### YOUR TASK
For the entries that follow, produce an exact copy with no pictures in it.

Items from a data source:
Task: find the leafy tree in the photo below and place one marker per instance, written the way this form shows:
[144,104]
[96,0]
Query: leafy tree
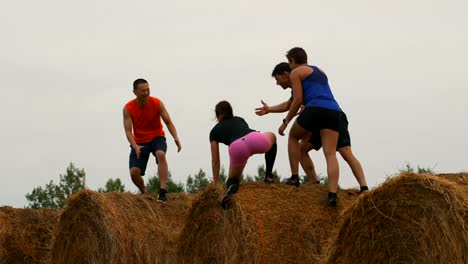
[198,182]
[55,195]
[113,186]
[408,168]
[153,184]
[222,176]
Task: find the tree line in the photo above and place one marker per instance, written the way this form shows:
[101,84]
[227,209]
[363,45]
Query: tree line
[54,195]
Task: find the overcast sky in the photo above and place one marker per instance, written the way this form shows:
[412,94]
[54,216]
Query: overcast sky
[397,68]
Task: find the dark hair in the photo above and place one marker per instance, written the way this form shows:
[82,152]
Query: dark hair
[137,82]
[298,54]
[223,109]
[281,68]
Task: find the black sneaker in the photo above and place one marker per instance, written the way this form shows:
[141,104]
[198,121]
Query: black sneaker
[162,197]
[268,179]
[364,189]
[232,189]
[331,199]
[293,181]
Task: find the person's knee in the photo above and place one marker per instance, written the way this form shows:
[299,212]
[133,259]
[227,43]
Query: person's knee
[135,171]
[346,153]
[305,147]
[271,136]
[161,156]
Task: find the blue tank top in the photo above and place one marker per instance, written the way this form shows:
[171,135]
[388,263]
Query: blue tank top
[317,92]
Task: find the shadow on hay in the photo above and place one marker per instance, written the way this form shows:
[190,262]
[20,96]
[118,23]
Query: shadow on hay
[266,224]
[26,235]
[413,218]
[120,228]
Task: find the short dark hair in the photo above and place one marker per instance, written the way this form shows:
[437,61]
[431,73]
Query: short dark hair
[137,82]
[223,109]
[298,54]
[281,68]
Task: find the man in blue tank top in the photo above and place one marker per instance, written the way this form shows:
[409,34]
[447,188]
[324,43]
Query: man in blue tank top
[322,113]
[281,73]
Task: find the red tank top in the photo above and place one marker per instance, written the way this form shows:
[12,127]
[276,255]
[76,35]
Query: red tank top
[146,120]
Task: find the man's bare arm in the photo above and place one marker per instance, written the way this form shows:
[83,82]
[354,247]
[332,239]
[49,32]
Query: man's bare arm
[128,124]
[170,125]
[279,108]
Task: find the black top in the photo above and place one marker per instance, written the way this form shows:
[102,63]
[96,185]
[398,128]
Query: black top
[228,130]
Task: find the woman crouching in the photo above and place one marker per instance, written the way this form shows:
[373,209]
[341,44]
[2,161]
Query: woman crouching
[243,142]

### COMPLETED TASK
Task: find the leafy tree in the photo below and place one marker per instance, written the way this form shows:
[144,104]
[96,0]
Query: leafy tree
[198,182]
[55,195]
[113,186]
[408,168]
[153,184]
[222,176]
Task: find the tree line in the photo above and place one marker per instance, written the way this form shows:
[101,84]
[227,209]
[363,45]
Query: tree line
[54,195]
Task: find the overcast sky in the photo above and place one marker per instance, written the way this form shows:
[412,94]
[54,216]
Query: overcast sky
[397,68]
Task: find the dark hair in the photo above and place one marker per instance, written the way this form shows:
[82,152]
Query: dark hair
[137,82]
[298,54]
[223,109]
[281,68]
Task: find the black sneaker in the photo above and place one marker per instance, written the way this form shows:
[141,104]
[198,121]
Query: black sneaker
[162,197]
[268,179]
[364,189]
[232,189]
[331,199]
[293,181]
Task: find the person's knee in the photo above and place one marker per instance, written the way this form shows:
[299,212]
[133,259]
[227,43]
Query: person's knee
[135,171]
[346,153]
[305,147]
[271,136]
[161,156]
Task: find the blue tank top in the photo above and place one marker per instance, written the way this form shows:
[171,135]
[388,263]
Query: blue tank top
[317,92]
Task: find the shadow on hay in the photo above and place one marker per instance, written the way this form shows:
[190,262]
[20,96]
[118,23]
Query: shadow on hay
[266,224]
[26,235]
[413,218]
[120,228]
Task: find the short dark hair in the photo above and place one marker per instance, written the way this form shows:
[437,61]
[431,73]
Query: short dark hair
[137,82]
[223,109]
[298,54]
[281,68]
Task: find the man in blue tank top in the photo above and place one marker per instance, written the way this form shows:
[409,34]
[447,188]
[324,43]
Query: man in blue tank top
[322,113]
[281,73]
Task: find the red tank top in the photo above and place one marker per instance, written the way this form shows:
[12,127]
[276,255]
[76,35]
Query: red tank top
[146,120]
Task: find the man's bare arm in the photo above and place one marker per instance, written the way this form shows:
[83,82]
[354,247]
[332,239]
[49,32]
Query: man's bare arm
[128,124]
[170,125]
[279,108]
Task: find the black top in the photo above and place one marker per instance, written the way this form shows:
[102,63]
[96,185]
[398,128]
Query: black top
[228,130]
Task: find the woman crouching in the photo above and place one marker per instance, written the way this form shows:
[373,209]
[341,44]
[2,161]
Query: woman crouching
[243,142]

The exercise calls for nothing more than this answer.